:: TASK ::
Scan the entries below and give the number of lines containing "phrase", with no accompanying words.

-- SOURCE MATERIAL follows --

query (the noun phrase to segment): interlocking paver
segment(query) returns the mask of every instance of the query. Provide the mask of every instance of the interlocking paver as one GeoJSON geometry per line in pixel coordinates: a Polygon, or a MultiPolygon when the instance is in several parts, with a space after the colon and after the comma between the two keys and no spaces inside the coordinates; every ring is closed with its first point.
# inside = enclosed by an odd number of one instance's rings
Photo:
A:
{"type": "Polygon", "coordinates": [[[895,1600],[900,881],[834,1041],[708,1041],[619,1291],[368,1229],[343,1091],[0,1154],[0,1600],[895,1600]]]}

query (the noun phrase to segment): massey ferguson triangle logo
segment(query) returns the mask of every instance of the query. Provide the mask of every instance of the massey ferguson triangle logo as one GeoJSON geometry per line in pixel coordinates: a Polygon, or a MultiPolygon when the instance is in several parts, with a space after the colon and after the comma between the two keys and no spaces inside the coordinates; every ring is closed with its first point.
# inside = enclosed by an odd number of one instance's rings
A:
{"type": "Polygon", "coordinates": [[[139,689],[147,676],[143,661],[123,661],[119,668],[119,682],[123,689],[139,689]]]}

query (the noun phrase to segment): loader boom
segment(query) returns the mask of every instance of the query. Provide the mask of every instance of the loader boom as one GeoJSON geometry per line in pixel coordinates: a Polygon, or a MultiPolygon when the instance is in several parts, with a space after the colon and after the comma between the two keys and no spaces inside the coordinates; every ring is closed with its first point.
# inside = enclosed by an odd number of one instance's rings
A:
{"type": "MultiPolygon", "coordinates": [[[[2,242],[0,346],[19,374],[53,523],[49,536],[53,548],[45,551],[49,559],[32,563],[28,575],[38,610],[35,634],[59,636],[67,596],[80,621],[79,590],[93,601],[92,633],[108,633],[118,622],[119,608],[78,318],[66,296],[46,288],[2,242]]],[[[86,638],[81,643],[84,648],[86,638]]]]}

-- SOURCE MATERIAL concluded --

:: TASK RESPONSE ::
3